** TEXTO DE PARTIDA **
__________________________________________________
De modo que esta pandemia, que para muchos gobernantes tuvo solo una lectura desde el campo meramente microbiológico y médico, con su falso y simplista dilema entre salud y economía y donde intencionalmente se dejaba de considerar las profundas raíces sociales, políticas y económicas de su aparición, permitió que desde el miedo real o inducido y las verdades a medias, los pueblos aceptaran con docilidad medidas drásticas contra sus libertades y derechos, justificando tanto el autoritarismo y la intolerancia de las autoridades, como la represión a los que osaban violar las estrictas normas policiales.
Ahora tocara a esa humanidad que no le teme a los desafíos, recomponer este mundo incierto y sombrío que la pandemia nos deja. Contraponerle nuestros sueños y utopías y resistir a la pérdida de nuestra conciencia crítica, al sentido humano a la solidaridad y a la expresión de nuestros más elevados sentimientos. Tareas nada fáciles cuando, como en otras crisis, los gobernantes tratarán de trasladar los costos económicos y la pérdida de liquidez de sus finanzas, no sobre los que muchos tienen, sino sobre las espaldas de los trabajadores y los sectores más pobres de sus países.
__________________________________________________
** MATERIAL DE ESTUDIO **
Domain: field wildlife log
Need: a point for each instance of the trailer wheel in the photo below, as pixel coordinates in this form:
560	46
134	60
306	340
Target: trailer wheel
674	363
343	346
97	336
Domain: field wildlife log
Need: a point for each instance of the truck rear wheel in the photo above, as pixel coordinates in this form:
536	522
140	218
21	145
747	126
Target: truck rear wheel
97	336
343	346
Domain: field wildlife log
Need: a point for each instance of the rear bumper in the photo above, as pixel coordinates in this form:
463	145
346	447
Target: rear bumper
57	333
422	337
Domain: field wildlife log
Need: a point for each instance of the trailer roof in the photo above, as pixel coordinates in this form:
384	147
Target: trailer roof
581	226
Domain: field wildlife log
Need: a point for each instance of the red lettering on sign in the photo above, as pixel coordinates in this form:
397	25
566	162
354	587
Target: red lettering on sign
__________________________________________________
** TAREAS DEL EJERCICIO **
1 – Según el texto sobre la pandemia, ¿sobre quiénes tratarán los gobernantes de trasladar los costos económicos?
2 – Reescribe el texto sobre la pandemia desde "De modo que" hasta "estrictas normas policiales.", ambos incluidos, y pon "ciudadanos" en lugar de "pueblos".
3 – Sigue escribiendo el texto sobre la pandemia justo después de su última oración.

** RESPUESTAS POR TAREA **
1 – Sobre las espaldas de los trabajadores y los sectores más pobres de sus países.

2 –
De modo que esta pandemia, que para muchos gobernantes tuvo solo una lectura desde el campo meramente microbiológico y médico, con su falso y simplista dilema entre salud y economía y donde intencionalmente se dejaba de considerar las profundas raíces sociales, políticas y económicas de su aparición, permitió que desde el miedo real o inducido y las verdades a medias, los ciudadanos aceptaran con docilidad medidas drásticas contra sus libertades y derechos, justificando tanto el autoritarismo y la intolerancia de las autoridades, como la represión a los que osaban violar las estrictas normas policiales.

3 –
Ya está ocurriendo, que paquetes millonarios de estímulo son cedidos con placer como “ayuda” para salvar a los capitalistas y al gran capital, mientras que a la inmensa mayoría de la población le tocará sufrir un mayor deterioro de sus condiciones de vida, ya afectadas sensiblemente por el encierro obligatorio y prolongado de esta crisis sanitaria, social y económica.
Por eso los pueblos y dentro de ellos sus sectores más conscientes y comprometidos, deben rechazar cualesquiera medidas que vayan en detrimento de sus ya afectadas condiciones de vida y de trabajo. No se deberá aceptar ninguna salida impopular a la crisis generada por el COVID-19 en nuestros países; ni mucho menos que el sacrificio entre los trabajadores, signifique privatización de empresas estatales, despidos de los más humildes, cambios en las condiciones de trabajo que conlleven reducciones salariales, lesiones a los derechos y conquistas históricas o intentos por imponernos reformas laborales y sobre la seguridad social claramente nefastas.
En estos momentos tan decisivos, es necesario estar más alerta que nunca para no perder el sentido histórico de los intereses que debemos defender. Y que es solo la combatividad de los pueblos podrá impedir con éxito, que estas medidas y el sacrificio que significan, se hagan cruda y brutal realidad. No podemos permitirnos que las políticas neoliberales, que un día priorizaron la mercantilización de la educación y la salud, en detrimento de los sistemas educativos y sanitarios públicos, ahora quieran condenarnos al hambre, y en consecuencia a la muerte, como si fuéramos los culpables y no las víctimas.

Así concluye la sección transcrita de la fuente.